(Set exercise): Reproduce the material below word for word, omitting the pictures.

--- Material provided ---

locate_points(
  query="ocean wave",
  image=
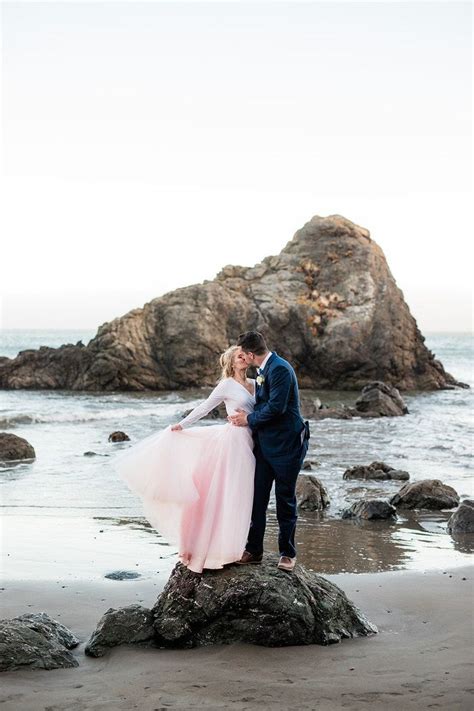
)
(77, 417)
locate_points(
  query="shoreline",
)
(421, 658)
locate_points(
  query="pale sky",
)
(146, 145)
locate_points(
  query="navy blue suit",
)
(281, 442)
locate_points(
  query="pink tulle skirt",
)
(196, 486)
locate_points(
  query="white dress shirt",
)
(263, 363)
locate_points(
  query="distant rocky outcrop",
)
(426, 494)
(14, 448)
(380, 399)
(36, 641)
(376, 470)
(377, 399)
(328, 303)
(257, 604)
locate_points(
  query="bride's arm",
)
(215, 398)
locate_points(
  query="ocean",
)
(67, 515)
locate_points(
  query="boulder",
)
(376, 470)
(328, 303)
(14, 448)
(311, 494)
(370, 509)
(257, 604)
(36, 641)
(217, 413)
(380, 400)
(118, 437)
(127, 625)
(462, 520)
(425, 494)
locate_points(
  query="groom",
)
(281, 442)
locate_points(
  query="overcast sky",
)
(146, 145)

---

(Response to the task):
locate_points(
  query="ocean wave",
  image=
)
(77, 417)
locate_points(
  query="shoreline",
)
(421, 658)
locate_points(
  query="pale sky",
)
(146, 145)
locate_points(
  query="navy blue suit",
)
(281, 442)
locate_points(
  query="pink tulle skirt",
)
(196, 486)
locate_points(
  query="white dress shirt",
)
(263, 363)
locate_points(
  query="distant rocky outcrop",
)
(426, 494)
(14, 448)
(380, 399)
(36, 641)
(376, 470)
(377, 399)
(328, 303)
(257, 604)
locate_points(
  query="bride's arm",
)
(215, 398)
locate_points(
  query="ocean",
)
(67, 515)
locate_points(
  query="boulder",
)
(376, 470)
(328, 303)
(14, 448)
(311, 494)
(370, 509)
(257, 604)
(36, 641)
(217, 413)
(380, 400)
(118, 437)
(127, 625)
(462, 520)
(425, 494)
locate_points(
  query="groom",
)
(281, 442)
locate_points(
  query="overcast sky",
)
(146, 145)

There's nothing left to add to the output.